-- INFORMATION PROVIDED start --

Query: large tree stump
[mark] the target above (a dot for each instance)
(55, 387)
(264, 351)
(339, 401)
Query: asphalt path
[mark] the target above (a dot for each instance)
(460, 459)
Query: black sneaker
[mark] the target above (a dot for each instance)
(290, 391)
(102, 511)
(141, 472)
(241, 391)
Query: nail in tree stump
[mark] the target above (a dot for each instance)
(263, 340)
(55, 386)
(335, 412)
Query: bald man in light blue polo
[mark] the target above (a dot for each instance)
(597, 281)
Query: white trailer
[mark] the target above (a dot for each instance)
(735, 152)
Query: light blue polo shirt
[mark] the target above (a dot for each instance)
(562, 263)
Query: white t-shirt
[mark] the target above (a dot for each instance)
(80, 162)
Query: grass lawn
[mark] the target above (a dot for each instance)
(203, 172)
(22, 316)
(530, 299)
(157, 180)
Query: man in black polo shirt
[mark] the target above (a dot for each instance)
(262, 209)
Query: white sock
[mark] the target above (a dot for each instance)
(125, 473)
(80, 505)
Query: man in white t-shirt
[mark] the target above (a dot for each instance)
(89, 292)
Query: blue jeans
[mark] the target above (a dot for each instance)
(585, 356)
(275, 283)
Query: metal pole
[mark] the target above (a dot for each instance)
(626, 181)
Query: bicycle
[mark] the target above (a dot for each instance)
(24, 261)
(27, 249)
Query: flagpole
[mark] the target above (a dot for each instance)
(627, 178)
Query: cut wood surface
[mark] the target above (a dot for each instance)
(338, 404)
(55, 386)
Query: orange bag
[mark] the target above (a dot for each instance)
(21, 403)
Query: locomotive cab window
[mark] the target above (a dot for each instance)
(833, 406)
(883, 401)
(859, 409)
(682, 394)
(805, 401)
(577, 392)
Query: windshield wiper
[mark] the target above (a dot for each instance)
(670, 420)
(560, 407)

-- INFORMATION PROVIDED end --

*GOAL*. Reproduce the items from the line containing "Query: windshield wiper" through the end, inclusive, swapping "windshield wiper" for "wiper blade" and leaving everything else unchanged.

*REPLY TO THE TASK*.
Query: wiper blade
[mark] the target above (a dot for each instance)
(670, 420)
(560, 407)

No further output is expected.